§ **WORK INSTRUCTIONS**
Please print the following account of a stormy last night on a trek word for word, in full.

--- PAGE EXCERPT Enclosed Below ---

In the evening the rain became more heavy and we were served tea and hot samosas in our tent only.
There was a short gap when the rain took a little break and we all came out to catch up a bit, soon to be rushing inside the tents with the rain greeting us once more. Luckily there was a break again and dinner was served in the warm kitchen tent. The temperature has dropped further (probably was going in minus then).
The trek was almost over and we sat late in the kitchen tent listening to each other experiences till 9pm. Then all went to sleep happily exhausted. Our last night in the sleeping bag and amidst nature. I was already feeling sad that no more my window will open to such lovely sight and no more I will have the commotion free and absolute silence of the dark night and the vast sky being woken up to the chirping of the birds and the delicate sunrays.
Sometime during the night the downpour got heavy and I woke up in the middle of the howling rain and the wind to realise that the tent has bent and was right across my face. I dint knew what to do but somehow managed to push the poles up and thankfully the tent came to its shape. I couldn’t hear any of my trekmates and wondered if to call for help or sit until the rain stops. The wind and the rain was so heavy that I sat inside the tent holding the mid-section of the tent to keep the poles standing rather than falling on top of me. The rain and wind kept pounding on the tent through all sides and that moment I wished I had someone for company inside my tent. Slowly it got light and then I heard some of my trek mates calling for Varmaji as they were all stuck inside the tent without knowing how to come out. Varmaji came running and put the tents back to their former shape. He gave us comfort that the rain may start again and telling us not to get worried went off! The rain started again but thankfully was light this time. Time was 3 am and praying for the sun to come up I slept off again.

--- End of Enclosed PAGE EXCERPT ---
--- DATA RECORDS Enclosed Below ---

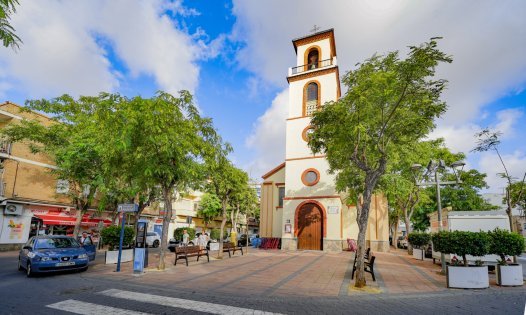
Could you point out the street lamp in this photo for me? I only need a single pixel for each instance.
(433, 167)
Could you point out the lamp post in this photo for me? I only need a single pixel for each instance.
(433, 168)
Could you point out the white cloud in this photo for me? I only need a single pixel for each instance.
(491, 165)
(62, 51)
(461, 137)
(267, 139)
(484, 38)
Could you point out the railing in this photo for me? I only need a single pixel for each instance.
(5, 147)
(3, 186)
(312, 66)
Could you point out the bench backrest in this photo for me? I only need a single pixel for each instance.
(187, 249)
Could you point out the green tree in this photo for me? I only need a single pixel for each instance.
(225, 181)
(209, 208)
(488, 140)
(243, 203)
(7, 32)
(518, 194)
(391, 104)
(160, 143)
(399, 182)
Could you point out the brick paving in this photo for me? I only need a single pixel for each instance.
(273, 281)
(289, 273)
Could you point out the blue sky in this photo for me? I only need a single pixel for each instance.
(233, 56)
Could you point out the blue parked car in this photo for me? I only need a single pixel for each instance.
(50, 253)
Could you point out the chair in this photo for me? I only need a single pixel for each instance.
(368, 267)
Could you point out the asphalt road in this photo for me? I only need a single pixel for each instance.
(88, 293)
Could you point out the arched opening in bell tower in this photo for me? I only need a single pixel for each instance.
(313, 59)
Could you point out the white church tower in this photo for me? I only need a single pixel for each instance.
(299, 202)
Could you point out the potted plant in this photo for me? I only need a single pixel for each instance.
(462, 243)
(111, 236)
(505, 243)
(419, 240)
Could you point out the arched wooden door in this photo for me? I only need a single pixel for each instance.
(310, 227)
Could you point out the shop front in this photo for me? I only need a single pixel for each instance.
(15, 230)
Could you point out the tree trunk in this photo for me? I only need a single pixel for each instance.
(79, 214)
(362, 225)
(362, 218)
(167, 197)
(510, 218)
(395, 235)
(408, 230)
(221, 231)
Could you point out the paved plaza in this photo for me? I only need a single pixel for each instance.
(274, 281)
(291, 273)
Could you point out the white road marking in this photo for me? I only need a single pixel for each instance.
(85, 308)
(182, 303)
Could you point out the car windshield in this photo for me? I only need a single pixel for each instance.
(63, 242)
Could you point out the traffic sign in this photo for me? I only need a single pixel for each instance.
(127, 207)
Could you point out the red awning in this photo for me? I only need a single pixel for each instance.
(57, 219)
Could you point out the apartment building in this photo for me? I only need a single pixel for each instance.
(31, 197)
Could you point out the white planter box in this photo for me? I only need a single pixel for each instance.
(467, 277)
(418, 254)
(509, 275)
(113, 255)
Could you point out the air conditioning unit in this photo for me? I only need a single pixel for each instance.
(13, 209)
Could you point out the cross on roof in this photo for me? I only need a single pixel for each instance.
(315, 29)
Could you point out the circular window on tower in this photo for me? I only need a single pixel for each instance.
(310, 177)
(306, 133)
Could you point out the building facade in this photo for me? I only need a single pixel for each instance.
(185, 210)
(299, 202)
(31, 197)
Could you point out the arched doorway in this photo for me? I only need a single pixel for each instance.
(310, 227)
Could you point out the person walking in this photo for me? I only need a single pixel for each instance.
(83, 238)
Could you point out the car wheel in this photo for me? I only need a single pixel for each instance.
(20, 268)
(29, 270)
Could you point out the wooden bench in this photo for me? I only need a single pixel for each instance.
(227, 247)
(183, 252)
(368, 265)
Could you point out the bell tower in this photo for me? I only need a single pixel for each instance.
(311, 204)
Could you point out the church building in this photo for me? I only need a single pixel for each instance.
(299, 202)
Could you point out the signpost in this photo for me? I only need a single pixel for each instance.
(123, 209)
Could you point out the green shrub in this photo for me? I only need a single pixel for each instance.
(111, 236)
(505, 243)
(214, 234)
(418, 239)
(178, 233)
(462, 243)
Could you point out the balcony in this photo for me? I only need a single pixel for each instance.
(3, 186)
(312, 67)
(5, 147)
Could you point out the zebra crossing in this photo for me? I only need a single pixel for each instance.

--- End of Enclosed DATA RECORDS ---

§ **ANSWER**
In the evening the rain became more heavy and we were served tea and hot samosas in our tent only.
There was a short gap when the rain took a little break and we all came out to catch up a bit, soon to be rushing inside the tents with the rain greeting us once more. Luckily there was a break again and dinner was served in the warm kitchen tent. The temperature has dropped further (probably was going in minus then).
The trek was almost over and we sat late in the kitchen tent listening to each other experiences till 9pm. Then all went to sleep happily exhausted. Our last night in the sleeping bag and amidst nature. I was already feeling sad that no more my window will open to such lovely sight and no more I will have the commotion free and absolute silence of the dark night and the vast sky being woken up to the chirping of the birds and the delicate sunrays.
Sometime during the night the downpour got heavy and I woke up in the middle of the howling rain and the wind to realise that the tent has bent and was right across my face. I dint knew what to do but somehow managed to push the poles up and thankfully the tent came to its shape. I couldn’t hear any of my trekmates and wondered if to call for help or sit until the rain stops. The wind and the rain was so heavy that I sat inside the tent holding the mid-section of the tent to keep the poles standing rather than falling on top of me. The rain and wind kept pounding on the tent through all sides and that moment I wished I had someone for company inside my tent. Slowly it got light and then I heard some of my trek mates calling for Varmaji as they were all stuck inside the tent without knowing how to come out. Varmaji came running and put the tents back to their former shape. He gave us comfort that the rain may start again and telling us not to get worried went off! The rain started again but thankfully was light this time. Time was 3 am and praying for the sun to come up I slept off again.